TASK STATEMENT: Print all of the entries exactly, minus the pictures.

###

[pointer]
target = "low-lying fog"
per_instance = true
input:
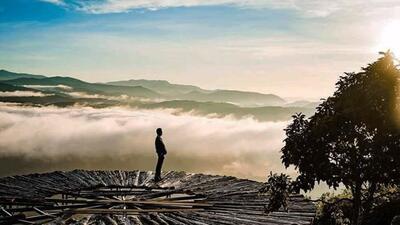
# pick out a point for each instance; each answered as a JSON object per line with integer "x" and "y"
{"x": 37, "y": 139}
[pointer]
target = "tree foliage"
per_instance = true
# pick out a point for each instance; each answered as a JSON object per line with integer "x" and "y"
{"x": 278, "y": 187}
{"x": 353, "y": 138}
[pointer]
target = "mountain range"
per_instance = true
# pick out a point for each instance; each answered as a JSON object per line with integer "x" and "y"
{"x": 147, "y": 94}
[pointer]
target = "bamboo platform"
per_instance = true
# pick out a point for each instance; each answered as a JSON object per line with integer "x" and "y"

###

RIGHT ANSWER:
[pointer]
target = "low-lying fog"
per_instance = true
input:
# pick out a point for each instance; each answered as a JSON object per line with integer "x" and "y"
{"x": 37, "y": 139}
[pointer]
target = "tree foliage"
per_instance = true
# pick out a point for each instance; each answered as a JSON object per line with integer "x" and "y"
{"x": 278, "y": 187}
{"x": 353, "y": 138}
[pointer]
target = "mountain range"
per_instance = true
# pick out a point for each instance; each answered as a JSON object per line with integer "x" and "y"
{"x": 147, "y": 94}
[pointer]
target = "bamboo platform"
per_instance = true
# pick out a point for each instance; each answered as a JSON object per line with integer "x" and "y"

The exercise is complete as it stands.